━━ Available records
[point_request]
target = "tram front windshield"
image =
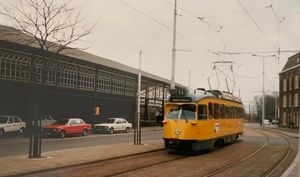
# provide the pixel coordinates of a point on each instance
(184, 111)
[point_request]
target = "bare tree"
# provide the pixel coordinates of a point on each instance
(50, 26)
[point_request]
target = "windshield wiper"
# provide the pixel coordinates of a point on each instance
(184, 116)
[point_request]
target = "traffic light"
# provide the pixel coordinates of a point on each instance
(97, 111)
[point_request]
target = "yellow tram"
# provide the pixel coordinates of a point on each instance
(201, 119)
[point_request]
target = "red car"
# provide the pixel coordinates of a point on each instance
(67, 126)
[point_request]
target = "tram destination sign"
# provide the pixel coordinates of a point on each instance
(181, 99)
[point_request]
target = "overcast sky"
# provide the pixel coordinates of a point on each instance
(127, 26)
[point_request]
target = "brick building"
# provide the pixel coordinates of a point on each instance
(289, 92)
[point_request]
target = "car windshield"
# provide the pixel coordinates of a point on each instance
(184, 111)
(3, 120)
(61, 122)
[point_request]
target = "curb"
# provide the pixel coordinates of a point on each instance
(78, 164)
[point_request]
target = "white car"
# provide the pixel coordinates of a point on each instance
(46, 120)
(11, 124)
(113, 124)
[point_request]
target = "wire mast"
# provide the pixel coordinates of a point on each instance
(222, 70)
(174, 48)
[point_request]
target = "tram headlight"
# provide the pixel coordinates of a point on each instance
(177, 132)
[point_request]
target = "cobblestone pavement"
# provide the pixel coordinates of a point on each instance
(15, 165)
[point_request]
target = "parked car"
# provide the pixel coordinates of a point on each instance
(113, 124)
(46, 120)
(67, 126)
(267, 122)
(11, 124)
(275, 122)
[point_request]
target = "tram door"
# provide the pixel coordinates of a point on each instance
(202, 117)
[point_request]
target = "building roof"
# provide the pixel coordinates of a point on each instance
(293, 62)
(13, 35)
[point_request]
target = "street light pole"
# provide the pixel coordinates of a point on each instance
(189, 79)
(263, 96)
(174, 48)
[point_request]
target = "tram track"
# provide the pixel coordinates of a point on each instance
(116, 166)
(270, 169)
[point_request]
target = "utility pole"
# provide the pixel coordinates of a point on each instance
(263, 97)
(137, 128)
(174, 48)
(189, 79)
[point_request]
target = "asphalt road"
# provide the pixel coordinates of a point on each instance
(17, 145)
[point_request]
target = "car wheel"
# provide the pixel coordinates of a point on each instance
(84, 132)
(62, 134)
(21, 130)
(111, 130)
(2, 132)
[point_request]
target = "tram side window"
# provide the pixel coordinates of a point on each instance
(222, 111)
(216, 113)
(202, 112)
(234, 115)
(210, 110)
(228, 113)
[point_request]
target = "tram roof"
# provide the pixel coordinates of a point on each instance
(11, 34)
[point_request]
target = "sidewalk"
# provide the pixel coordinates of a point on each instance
(293, 170)
(16, 165)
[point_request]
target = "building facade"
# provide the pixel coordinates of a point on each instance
(289, 93)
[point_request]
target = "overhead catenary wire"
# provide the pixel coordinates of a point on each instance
(256, 24)
(211, 51)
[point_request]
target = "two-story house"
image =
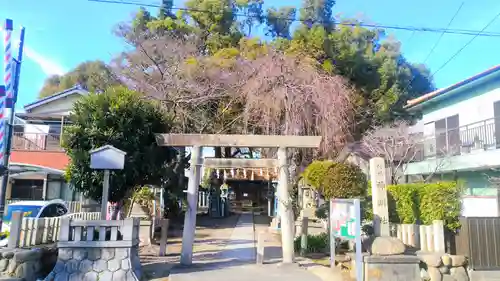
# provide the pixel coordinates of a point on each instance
(461, 129)
(37, 161)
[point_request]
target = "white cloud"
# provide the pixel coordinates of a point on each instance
(48, 66)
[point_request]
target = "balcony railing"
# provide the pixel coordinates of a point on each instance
(471, 138)
(36, 141)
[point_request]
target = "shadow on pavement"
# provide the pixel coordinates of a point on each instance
(214, 242)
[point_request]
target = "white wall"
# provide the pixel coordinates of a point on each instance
(479, 206)
(469, 111)
(60, 106)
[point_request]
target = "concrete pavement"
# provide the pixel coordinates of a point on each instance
(236, 261)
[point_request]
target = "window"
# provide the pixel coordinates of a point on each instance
(23, 189)
(447, 136)
(53, 210)
(496, 112)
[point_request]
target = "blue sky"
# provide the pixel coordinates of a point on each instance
(60, 33)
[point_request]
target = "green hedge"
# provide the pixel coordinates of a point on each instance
(336, 180)
(422, 203)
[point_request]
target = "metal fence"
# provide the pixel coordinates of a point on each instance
(73, 206)
(479, 239)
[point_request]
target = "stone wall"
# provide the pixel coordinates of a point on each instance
(110, 254)
(92, 264)
(438, 267)
(21, 263)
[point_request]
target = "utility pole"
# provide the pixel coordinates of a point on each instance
(12, 71)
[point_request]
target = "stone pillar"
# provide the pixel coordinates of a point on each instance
(379, 197)
(285, 208)
(192, 208)
(44, 190)
(105, 258)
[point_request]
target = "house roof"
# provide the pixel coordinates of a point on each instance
(478, 78)
(76, 89)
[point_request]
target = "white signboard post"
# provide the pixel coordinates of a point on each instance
(379, 197)
(345, 222)
(106, 158)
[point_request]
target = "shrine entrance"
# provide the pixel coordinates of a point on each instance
(251, 183)
(282, 143)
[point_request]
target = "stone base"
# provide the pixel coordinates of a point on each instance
(92, 264)
(393, 268)
(24, 264)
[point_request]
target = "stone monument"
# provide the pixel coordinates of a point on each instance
(307, 201)
(379, 197)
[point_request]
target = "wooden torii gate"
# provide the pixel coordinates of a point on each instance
(198, 141)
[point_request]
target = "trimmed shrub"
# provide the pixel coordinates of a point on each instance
(315, 243)
(344, 180)
(422, 203)
(315, 173)
(336, 180)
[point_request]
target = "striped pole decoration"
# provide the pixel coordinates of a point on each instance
(8, 71)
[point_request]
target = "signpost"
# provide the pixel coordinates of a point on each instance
(345, 222)
(106, 158)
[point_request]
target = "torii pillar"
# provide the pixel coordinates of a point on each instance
(198, 141)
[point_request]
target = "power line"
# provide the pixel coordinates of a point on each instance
(435, 45)
(382, 26)
(466, 44)
(442, 34)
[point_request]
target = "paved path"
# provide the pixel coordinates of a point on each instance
(237, 262)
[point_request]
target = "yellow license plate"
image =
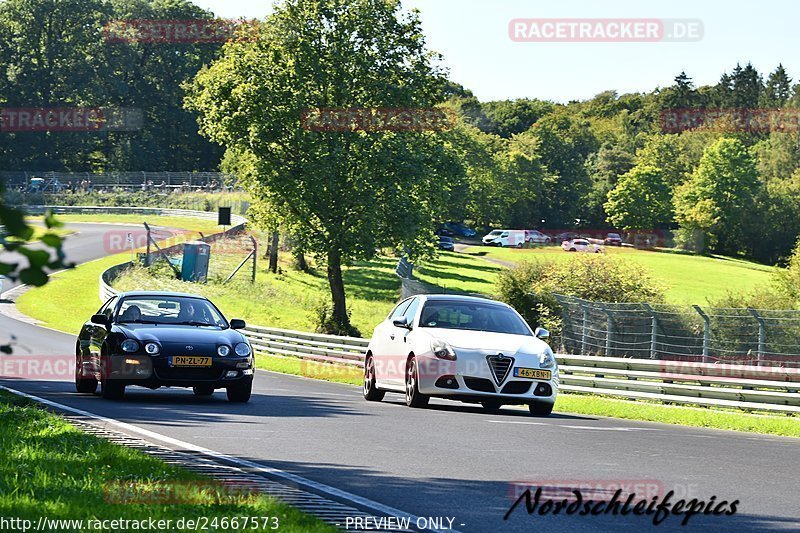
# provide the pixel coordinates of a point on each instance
━━━━
Output all of the entries verbatim, leaving out any images.

• [Exercise response]:
[point_request]
target = "tram front windshield"
image =
# provide the pixel coordinates of a point on each instance
(184, 111)
[point_request]
target = "bare tree"
# provide the pixel coordinates of a point on each instance
(50, 26)
[point_request]
target = "windshield wiper"
# provide the pixel coordinates of a point on each instance
(184, 116)
[point_request]
target = "traffic light"
# provide the pixel coordinates of a point on each instance
(97, 111)
[point_request]
target = "yellow tram"
# provide the pixel coordinates of a point on each instance
(201, 119)
[point_request]
target = "red car"
# provide the pixel coordinates of a point on each instance
(67, 126)
[point_request]
target = "tram destination sign"
# provide the pixel coordinates of a point on each instance
(181, 99)
[point_request]
target = "overcast sky"
# provide the pixel coordinates of a point on each instance
(127, 26)
[point_request]
target = "brick building"
# provide the pixel coordinates of a point on each instance
(289, 92)
[point_request]
target = "car windshield"
# provide the pixel coordinates of a point on each instance
(184, 111)
(3, 120)
(61, 122)
[point_request]
target = "curb"
# provide the pixel coordinates of a point on each instance
(78, 164)
[point_request]
target = "white car"
# provide the pixel coordinates of a point on each instance
(46, 120)
(11, 124)
(113, 124)
[point_request]
target = "wire mast"
# provide the pixel coordinates of a point on each instance
(222, 70)
(174, 48)
[point_request]
target = "tram headlight"
# provide the pixel coordinates of a point on each instance
(177, 132)
[point_request]
target = "cobblestone pavement"
# provide the pixel coordinates of a point on each instance
(15, 165)
[point_request]
target = "parked car"
# provide the pixel coordinates of a point on each instance
(113, 124)
(46, 120)
(67, 126)
(267, 122)
(11, 124)
(275, 122)
[point_request]
target = "tram door"
# provide the pixel coordinates of a point on each instance
(202, 117)
[point_request]
target = "building roof"
# provide the pixel coordinates of a point on each instance
(293, 62)
(13, 35)
[point_request]
target = "street light pole"
# provide the pixel coordinates of a point on each instance
(189, 79)
(263, 96)
(174, 48)
[point_request]
target = "tram track"
# provide the pixel coordinates of a point on each instance
(116, 166)
(270, 169)
[point_request]
target = "utility pole"
# provide the pixel coordinates of a point on each instance
(263, 97)
(137, 128)
(174, 48)
(189, 79)
[point_request]
target = "asphalt road"
# provide the pixel coordinates of a point on each instance
(17, 145)
[point_request]
target = "car wheel"
# provide the pixel coordinates of a point on each instance
(84, 132)
(62, 134)
(21, 130)
(111, 130)
(2, 132)
[point_request]
target = "tram side window"
# provide the pixel coordinates of a point on each instance
(222, 111)
(216, 113)
(202, 112)
(234, 115)
(210, 110)
(228, 113)
[point_request]
target = "tram roof"
# provide the pixel coordinates of a point on each instance
(11, 34)
[point_request]
target = "sidewalk"
# provide the pixel coordinates of a point on each instance
(293, 170)
(16, 165)
[point_request]
target = "building facade"
# provide the pixel coordinates of a point on each instance
(289, 93)
[point_request]
target = "overhead catenary wire"
# provide the pixel coordinates of a point on each instance
(256, 24)
(211, 51)
[point_request]
target = "two-story house"
image =
# provide the pixel coordinates of a point on each instance
(461, 129)
(37, 161)
[point_request]
target = "white cloud"
# provide the pixel coordinates of a point on each instance
(48, 66)
[point_request]
target = "balcony railing"
# provide the pixel coordinates of a point on each instance
(471, 138)
(36, 141)
[point_request]
target = "shadow on pavement"
# provide the pixel coordinates of a point on each instance
(214, 242)
[point_request]
target = "white wall"
# provide the pixel coordinates of a point on each instance
(479, 206)
(469, 111)
(60, 106)
[point_request]
target = "concrete pavement"
# provide the pixel coordinates of a point on each instance
(236, 261)
[point_request]
target = "window"
# provide the pixel coordinates of a point on each instance
(23, 189)
(447, 136)
(53, 210)
(496, 112)
[point_request]
target = "blue sky"
# provide the pixel coordinates of a point on each instance
(60, 33)
[point_request]
target = "green hedge"
# provide the pixel coordinates of a point on each instance
(336, 180)
(422, 203)
[point_request]
target = "metal fence"
# provide the pixel coordinates of a point on each instance
(73, 206)
(479, 239)
[point_request]
target = "stone wall"
# provide the pixel coordinates of a point on each instance
(110, 254)
(92, 264)
(438, 267)
(21, 263)
[point_request]
target = "utility pole"
# provide the pixel coordinates of a point on each instance
(12, 71)
[point_request]
target = "stone pillar"
# provide the pixel coordinates of a point on each instance
(379, 197)
(285, 208)
(192, 208)
(44, 190)
(105, 258)
[point_request]
target = "house roof"
# provide the pixel coordinates of a point on each instance
(478, 78)
(76, 89)
[point_request]
target = "white signboard post"
# provide the pixel coordinates of a point on each instance
(379, 197)
(345, 222)
(106, 158)
[point_request]
target = "shrine entrance"
# provide the pixel coordinates of a point on each instance
(251, 183)
(282, 143)
[point_request]
target = "stone base"
# provide the pixel coordinates of a point on each instance
(92, 264)
(393, 268)
(24, 264)
[point_request]
target = "stone monument"
# provide the pixel coordinates of a point on each instance
(307, 201)
(379, 197)
[point_request]
target = "wooden torii gate"
# provide the pixel coordinates of a point on each instance
(198, 141)
[point_request]
target = "trimmed shrub"
# provide the pixel coordinates of a point on each instance
(315, 243)
(344, 180)
(422, 203)
(315, 173)
(336, 180)
[point_request]
target = "striped pole decoration"
# provide the pixel coordinates of a point on each instance
(8, 71)
[point_request]
target = "signpost"
# provide the pixel coordinates of a point on each instance
(345, 222)
(106, 158)
[point_request]
target = "torii pillar"
# provide the pixel coordinates of a point on each instance
(198, 141)
[point_request]
target = "power line"
# provide the pixel coordinates of a point on each instance
(435, 45)
(382, 26)
(466, 44)
(442, 34)
[point_request]
target = "paved path"
# provide the pixel coordinates of a point on each instance
(237, 262)
[point_request]
target = "yellow license plate"
image =
# provide the pixel coordinates of a point on each instance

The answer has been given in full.